(WHAT NEEDS TO BE DONE): Render the records below as a numbered list, skipping blank lines, starting at the line that contains "of the szene" and continuing through the end of the records.

(EXERCISE INPUTS):
>>>

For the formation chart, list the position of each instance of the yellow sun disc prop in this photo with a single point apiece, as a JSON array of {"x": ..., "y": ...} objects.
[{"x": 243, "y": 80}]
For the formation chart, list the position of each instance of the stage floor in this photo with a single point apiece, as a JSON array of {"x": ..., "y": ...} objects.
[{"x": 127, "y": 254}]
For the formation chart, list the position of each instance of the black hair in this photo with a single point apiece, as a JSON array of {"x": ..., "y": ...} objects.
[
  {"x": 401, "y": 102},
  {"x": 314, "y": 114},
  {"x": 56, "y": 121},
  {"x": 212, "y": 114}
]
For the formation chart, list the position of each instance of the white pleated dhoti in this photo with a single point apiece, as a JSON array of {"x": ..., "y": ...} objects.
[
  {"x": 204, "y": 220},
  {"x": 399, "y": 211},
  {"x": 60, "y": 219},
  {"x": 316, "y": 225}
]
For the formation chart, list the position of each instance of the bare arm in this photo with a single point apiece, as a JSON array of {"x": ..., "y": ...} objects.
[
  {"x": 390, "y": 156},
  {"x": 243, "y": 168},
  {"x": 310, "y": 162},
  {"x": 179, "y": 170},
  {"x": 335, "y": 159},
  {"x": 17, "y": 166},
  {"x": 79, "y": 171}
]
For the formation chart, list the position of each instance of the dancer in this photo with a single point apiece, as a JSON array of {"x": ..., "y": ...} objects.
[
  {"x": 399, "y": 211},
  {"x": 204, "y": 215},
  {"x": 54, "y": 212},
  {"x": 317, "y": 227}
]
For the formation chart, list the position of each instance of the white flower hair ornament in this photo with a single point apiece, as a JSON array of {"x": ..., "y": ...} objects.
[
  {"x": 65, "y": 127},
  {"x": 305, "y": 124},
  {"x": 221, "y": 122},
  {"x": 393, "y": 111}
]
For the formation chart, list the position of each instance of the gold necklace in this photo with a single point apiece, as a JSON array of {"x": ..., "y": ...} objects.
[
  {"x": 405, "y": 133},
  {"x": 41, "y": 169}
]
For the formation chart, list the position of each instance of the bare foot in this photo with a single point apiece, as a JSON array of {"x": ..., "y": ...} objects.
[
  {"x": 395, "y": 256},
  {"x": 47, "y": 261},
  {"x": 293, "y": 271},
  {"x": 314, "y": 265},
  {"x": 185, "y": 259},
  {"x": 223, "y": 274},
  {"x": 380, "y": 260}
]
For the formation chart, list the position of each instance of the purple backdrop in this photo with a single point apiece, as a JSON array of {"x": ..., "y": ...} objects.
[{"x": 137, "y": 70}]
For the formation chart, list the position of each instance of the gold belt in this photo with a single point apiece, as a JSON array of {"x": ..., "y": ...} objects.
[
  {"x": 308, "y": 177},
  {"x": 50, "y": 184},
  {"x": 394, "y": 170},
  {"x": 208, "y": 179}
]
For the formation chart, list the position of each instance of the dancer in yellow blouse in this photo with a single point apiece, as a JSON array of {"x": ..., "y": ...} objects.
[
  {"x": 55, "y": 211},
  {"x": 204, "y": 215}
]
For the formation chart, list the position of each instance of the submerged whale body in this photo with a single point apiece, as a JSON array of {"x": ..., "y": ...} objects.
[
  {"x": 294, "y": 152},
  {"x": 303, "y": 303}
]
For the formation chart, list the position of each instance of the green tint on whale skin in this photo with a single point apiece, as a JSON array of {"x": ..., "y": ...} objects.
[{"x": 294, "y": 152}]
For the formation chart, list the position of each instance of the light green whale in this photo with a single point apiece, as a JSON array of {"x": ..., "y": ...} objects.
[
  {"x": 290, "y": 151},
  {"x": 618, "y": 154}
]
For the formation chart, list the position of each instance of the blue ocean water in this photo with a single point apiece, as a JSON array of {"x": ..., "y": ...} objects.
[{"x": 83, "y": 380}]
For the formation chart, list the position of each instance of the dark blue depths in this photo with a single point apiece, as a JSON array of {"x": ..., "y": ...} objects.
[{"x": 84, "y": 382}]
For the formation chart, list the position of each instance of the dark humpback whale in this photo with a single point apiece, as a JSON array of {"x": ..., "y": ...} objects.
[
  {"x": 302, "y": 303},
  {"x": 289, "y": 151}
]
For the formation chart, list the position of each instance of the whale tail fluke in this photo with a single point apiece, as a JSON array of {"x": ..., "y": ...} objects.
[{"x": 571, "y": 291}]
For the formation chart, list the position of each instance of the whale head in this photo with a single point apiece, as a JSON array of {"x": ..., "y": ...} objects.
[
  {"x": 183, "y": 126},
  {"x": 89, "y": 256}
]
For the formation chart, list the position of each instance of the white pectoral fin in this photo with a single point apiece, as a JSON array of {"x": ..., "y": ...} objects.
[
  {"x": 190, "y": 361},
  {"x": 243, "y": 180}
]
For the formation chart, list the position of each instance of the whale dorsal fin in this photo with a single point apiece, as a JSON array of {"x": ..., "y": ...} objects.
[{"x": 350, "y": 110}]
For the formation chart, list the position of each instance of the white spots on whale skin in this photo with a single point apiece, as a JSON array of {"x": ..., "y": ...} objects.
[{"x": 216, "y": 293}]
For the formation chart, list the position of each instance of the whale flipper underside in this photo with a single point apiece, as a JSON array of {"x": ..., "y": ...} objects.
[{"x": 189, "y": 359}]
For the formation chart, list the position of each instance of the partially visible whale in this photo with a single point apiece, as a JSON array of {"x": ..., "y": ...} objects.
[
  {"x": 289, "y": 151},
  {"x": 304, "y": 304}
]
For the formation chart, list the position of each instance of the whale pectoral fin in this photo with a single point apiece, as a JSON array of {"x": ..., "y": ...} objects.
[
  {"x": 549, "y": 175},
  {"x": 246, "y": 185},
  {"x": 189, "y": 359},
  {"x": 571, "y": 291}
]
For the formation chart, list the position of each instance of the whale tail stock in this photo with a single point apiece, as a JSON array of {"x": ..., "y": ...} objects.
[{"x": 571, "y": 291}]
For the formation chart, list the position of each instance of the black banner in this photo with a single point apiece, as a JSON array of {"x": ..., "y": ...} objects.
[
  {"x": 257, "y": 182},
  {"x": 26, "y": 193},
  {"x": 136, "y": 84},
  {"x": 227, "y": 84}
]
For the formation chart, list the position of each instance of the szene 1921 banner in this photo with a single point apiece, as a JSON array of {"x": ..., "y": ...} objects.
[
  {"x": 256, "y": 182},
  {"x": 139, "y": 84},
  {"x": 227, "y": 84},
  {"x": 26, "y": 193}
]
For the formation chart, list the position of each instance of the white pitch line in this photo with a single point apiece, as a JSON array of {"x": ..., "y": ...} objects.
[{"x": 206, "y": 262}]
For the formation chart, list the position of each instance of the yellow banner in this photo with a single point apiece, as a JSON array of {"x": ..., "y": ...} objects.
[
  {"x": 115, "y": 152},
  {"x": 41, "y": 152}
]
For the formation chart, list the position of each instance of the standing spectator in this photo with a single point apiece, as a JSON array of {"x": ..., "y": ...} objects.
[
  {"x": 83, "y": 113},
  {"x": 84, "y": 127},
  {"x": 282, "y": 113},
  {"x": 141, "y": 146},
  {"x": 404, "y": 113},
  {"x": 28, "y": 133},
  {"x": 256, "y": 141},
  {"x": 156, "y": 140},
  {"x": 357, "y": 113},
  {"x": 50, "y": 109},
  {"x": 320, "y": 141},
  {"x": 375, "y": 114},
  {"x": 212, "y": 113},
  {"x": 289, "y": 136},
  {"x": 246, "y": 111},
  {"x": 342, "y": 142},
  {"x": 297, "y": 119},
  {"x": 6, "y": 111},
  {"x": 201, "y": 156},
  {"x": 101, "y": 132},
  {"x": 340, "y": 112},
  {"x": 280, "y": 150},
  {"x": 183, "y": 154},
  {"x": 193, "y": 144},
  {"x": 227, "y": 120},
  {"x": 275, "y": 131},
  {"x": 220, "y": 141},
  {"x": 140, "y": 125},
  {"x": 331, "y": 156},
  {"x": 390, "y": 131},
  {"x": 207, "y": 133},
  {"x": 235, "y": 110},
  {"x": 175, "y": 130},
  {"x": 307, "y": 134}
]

<<<

(ANSWER FOR THIS EXERCISE):
1. For the formation chart, list the position of each instance of the szene 1921 banner in this photo with a single point apiece, as a JSON array of {"x": ..., "y": ...} objects.
2. [
3.   {"x": 256, "y": 182},
4.   {"x": 139, "y": 84},
5.   {"x": 227, "y": 84},
6.   {"x": 26, "y": 193}
7. ]
8. For the formation chart, list the position of each instance of the white pitch line in this photo with a single point apiece, as a JSON array of {"x": ..., "y": ...} objects.
9. [{"x": 206, "y": 262}]
10. For the formation chart, list the position of each instance of the yellow banner in this photo with a single point apiece, as a JSON array of {"x": ..., "y": ...} objects.
11. [
12.   {"x": 115, "y": 152},
13.   {"x": 41, "y": 152}
14. ]
15. For the formation chart, list the position of each instance of the standing spectator in this photo with a single point apiece, as a JSON array of {"x": ..., "y": ...} objects.
16. [
17.   {"x": 83, "y": 113},
18.   {"x": 84, "y": 127},
19.   {"x": 282, "y": 113},
20.   {"x": 141, "y": 146},
21.   {"x": 404, "y": 113},
22.   {"x": 28, "y": 133},
23.   {"x": 256, "y": 141},
24.   {"x": 156, "y": 140},
25.   {"x": 357, "y": 113},
26.   {"x": 50, "y": 109},
27.   {"x": 320, "y": 141},
28.   {"x": 375, "y": 114},
29.   {"x": 212, "y": 113},
30.   {"x": 289, "y": 136},
31.   {"x": 246, "y": 111},
32.   {"x": 342, "y": 142},
33.   {"x": 297, "y": 119},
34.   {"x": 6, "y": 111},
35.   {"x": 201, "y": 156},
36.   {"x": 101, "y": 132},
37.   {"x": 340, "y": 112},
38.   {"x": 280, "y": 150},
39.   {"x": 183, "y": 154},
40.   {"x": 193, "y": 144},
41.   {"x": 227, "y": 120},
42.   {"x": 275, "y": 131},
43.   {"x": 220, "y": 141},
44.   {"x": 140, "y": 125},
45.   {"x": 331, "y": 156},
46.   {"x": 390, "y": 131},
47.   {"x": 207, "y": 133},
48.   {"x": 235, "y": 110},
49.   {"x": 175, "y": 130},
50.   {"x": 307, "y": 134}
51. ]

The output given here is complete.